EXERCISE DESCRIPTION: Start at the line in the entries below that contains "# test: locate the hockey stick shaft", stop at the line that contains "# test: locate the player's ear", and output exactly the lines in that span, both ends included.

Records from a dataset
────────────────────────────────────────

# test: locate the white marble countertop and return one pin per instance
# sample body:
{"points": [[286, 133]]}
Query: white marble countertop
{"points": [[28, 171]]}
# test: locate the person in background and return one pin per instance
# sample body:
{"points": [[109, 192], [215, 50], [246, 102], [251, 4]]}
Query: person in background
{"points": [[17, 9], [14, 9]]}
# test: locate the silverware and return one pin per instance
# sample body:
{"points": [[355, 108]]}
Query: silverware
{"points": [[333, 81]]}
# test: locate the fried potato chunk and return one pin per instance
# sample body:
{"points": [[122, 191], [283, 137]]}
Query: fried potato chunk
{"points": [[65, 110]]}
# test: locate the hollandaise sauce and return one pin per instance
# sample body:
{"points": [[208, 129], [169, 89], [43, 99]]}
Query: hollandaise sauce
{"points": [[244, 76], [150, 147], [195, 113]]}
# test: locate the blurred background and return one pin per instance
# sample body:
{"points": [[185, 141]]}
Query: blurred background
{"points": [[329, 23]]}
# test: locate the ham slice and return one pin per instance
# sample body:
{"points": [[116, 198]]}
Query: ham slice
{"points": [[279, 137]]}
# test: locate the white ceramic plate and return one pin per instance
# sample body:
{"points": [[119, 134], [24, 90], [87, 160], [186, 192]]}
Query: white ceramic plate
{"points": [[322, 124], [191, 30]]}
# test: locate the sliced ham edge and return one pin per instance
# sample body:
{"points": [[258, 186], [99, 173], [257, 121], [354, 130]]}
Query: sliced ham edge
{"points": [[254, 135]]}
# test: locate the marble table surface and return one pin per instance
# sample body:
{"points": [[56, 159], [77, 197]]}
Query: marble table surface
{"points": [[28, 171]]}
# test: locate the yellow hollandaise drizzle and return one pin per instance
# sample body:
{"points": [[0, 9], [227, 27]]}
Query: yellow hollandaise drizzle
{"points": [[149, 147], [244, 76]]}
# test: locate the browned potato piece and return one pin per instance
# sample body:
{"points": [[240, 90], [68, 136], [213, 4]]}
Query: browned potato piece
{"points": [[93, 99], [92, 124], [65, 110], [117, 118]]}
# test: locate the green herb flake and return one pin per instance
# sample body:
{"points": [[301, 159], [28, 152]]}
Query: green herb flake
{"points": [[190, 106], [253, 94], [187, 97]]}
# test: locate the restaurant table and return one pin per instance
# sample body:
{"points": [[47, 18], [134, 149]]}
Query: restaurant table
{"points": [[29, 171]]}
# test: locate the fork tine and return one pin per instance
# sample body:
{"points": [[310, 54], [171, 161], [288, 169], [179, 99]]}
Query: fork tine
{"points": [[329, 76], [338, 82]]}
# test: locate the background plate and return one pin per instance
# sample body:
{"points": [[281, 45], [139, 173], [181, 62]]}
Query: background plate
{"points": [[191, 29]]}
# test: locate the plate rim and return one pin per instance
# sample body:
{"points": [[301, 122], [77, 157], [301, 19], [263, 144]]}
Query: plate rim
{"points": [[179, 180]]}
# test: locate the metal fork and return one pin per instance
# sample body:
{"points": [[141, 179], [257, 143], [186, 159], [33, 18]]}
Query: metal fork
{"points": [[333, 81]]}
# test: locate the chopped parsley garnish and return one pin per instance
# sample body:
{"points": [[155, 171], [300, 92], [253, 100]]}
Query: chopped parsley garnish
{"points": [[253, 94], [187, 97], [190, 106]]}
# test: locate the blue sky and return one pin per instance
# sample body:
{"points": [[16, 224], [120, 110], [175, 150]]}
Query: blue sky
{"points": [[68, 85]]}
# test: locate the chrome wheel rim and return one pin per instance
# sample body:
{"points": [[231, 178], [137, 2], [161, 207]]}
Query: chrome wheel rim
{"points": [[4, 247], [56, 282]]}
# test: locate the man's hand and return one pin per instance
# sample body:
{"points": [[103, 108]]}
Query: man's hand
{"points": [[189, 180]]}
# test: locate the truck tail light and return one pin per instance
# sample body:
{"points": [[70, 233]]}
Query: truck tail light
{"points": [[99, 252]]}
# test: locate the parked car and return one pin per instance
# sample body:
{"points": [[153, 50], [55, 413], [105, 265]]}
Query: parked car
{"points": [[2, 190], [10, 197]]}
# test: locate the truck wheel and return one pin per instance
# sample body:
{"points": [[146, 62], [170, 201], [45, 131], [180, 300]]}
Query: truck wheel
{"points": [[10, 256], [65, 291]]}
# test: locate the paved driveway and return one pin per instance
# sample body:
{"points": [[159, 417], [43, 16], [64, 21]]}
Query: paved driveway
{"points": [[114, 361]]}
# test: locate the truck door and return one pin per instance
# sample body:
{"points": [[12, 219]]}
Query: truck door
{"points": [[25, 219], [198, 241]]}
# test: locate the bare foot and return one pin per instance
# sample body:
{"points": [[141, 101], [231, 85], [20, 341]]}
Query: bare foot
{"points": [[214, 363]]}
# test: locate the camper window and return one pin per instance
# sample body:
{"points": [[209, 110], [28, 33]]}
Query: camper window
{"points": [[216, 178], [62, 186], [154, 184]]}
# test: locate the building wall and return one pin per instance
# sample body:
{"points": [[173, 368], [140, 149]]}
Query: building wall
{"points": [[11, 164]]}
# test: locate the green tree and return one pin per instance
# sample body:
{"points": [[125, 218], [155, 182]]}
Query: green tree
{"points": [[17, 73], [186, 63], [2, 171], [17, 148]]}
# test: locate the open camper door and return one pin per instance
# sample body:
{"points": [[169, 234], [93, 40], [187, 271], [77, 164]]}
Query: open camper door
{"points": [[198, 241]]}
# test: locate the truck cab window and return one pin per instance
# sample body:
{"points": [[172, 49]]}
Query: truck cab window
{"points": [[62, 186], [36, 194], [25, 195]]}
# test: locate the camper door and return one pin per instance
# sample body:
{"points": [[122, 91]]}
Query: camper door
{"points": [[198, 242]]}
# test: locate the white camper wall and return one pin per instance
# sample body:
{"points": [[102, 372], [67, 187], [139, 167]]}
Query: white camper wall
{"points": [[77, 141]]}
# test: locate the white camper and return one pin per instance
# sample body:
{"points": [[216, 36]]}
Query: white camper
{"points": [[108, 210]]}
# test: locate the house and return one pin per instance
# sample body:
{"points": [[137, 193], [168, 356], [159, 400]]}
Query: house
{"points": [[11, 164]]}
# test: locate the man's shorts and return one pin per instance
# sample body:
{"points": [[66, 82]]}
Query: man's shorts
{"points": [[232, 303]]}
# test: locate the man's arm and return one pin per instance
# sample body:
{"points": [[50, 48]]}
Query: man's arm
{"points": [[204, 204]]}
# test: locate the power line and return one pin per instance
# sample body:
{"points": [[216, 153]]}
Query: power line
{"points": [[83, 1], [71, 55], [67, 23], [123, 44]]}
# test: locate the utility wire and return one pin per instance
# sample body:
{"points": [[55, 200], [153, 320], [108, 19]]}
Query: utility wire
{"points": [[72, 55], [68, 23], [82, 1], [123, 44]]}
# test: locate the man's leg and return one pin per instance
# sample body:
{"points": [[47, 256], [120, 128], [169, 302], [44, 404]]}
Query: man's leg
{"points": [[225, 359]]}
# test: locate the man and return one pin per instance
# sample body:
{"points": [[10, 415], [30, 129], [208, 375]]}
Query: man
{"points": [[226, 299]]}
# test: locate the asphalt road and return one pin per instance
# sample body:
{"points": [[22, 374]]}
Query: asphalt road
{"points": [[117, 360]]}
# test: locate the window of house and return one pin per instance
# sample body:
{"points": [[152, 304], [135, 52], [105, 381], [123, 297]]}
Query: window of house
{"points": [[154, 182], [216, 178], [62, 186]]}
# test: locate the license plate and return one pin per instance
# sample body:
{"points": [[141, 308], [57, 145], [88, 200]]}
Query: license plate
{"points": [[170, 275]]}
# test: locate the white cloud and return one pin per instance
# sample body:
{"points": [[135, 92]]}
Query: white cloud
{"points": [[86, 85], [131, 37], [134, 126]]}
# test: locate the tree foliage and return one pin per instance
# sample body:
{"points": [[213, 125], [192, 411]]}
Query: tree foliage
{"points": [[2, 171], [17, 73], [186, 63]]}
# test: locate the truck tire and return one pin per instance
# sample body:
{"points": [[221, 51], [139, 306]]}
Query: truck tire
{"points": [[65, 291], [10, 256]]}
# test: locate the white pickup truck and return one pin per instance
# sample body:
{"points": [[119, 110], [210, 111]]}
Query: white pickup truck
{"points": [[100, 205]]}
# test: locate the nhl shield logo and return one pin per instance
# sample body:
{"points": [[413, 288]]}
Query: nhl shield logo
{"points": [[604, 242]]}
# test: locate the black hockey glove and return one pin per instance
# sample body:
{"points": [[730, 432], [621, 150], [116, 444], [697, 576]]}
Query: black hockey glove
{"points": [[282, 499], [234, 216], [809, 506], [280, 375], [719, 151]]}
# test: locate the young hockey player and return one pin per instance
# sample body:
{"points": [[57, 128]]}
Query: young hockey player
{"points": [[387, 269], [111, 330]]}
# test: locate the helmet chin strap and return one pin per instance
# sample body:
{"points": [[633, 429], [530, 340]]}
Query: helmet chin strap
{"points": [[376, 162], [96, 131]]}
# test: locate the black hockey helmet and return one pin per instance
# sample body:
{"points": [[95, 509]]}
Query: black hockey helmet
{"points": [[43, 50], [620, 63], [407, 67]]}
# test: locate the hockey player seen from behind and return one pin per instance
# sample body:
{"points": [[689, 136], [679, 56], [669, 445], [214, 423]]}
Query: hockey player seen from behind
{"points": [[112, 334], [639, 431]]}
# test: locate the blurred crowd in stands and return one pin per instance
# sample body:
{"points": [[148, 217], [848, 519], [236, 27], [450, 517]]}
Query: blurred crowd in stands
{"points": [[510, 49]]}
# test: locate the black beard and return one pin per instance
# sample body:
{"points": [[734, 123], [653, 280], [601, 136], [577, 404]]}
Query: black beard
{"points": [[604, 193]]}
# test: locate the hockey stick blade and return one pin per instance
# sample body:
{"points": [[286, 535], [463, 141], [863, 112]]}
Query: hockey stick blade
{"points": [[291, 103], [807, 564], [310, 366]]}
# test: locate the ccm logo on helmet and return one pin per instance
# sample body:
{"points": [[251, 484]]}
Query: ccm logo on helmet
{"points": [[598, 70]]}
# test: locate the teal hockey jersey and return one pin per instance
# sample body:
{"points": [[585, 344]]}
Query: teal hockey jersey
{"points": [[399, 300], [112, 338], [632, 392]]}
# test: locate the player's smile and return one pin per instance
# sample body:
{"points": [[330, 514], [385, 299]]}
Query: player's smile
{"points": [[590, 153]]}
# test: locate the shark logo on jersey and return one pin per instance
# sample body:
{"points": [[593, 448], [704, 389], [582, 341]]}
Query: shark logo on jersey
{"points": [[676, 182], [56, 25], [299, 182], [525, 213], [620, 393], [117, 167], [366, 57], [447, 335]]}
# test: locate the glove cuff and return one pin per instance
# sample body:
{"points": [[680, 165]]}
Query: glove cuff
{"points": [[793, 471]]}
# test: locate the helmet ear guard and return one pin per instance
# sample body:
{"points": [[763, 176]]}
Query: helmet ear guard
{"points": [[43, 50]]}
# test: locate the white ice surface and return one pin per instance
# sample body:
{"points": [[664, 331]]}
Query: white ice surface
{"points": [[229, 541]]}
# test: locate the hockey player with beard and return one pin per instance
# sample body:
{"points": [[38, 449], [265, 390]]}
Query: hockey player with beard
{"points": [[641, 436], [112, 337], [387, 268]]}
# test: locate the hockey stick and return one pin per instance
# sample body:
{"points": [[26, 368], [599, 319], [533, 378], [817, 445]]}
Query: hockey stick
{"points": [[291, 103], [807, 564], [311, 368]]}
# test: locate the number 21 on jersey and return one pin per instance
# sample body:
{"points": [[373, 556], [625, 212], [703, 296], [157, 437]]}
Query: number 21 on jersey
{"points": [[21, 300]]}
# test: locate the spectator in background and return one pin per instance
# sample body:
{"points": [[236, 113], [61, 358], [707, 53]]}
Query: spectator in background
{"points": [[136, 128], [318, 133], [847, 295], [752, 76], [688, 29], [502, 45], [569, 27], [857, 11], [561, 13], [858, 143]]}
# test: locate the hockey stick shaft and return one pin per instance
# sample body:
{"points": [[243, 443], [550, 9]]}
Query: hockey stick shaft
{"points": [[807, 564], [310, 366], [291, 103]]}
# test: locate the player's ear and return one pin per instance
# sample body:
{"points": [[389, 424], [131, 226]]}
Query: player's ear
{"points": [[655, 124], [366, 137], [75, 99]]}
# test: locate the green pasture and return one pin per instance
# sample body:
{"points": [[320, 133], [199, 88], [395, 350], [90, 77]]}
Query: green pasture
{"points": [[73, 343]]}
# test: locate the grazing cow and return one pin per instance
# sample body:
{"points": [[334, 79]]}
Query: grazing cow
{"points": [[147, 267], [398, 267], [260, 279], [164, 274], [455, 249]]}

────────────────────────────────────────

ANSWER SPACE:
# test: locate the hockey stick shaft and return one pin per instance
# sample body:
{"points": [[243, 443], [550, 9]]}
Query: hockey stick shaft
{"points": [[807, 564], [310, 366], [291, 103]]}
# test: locate the player's ear and return one pin per instance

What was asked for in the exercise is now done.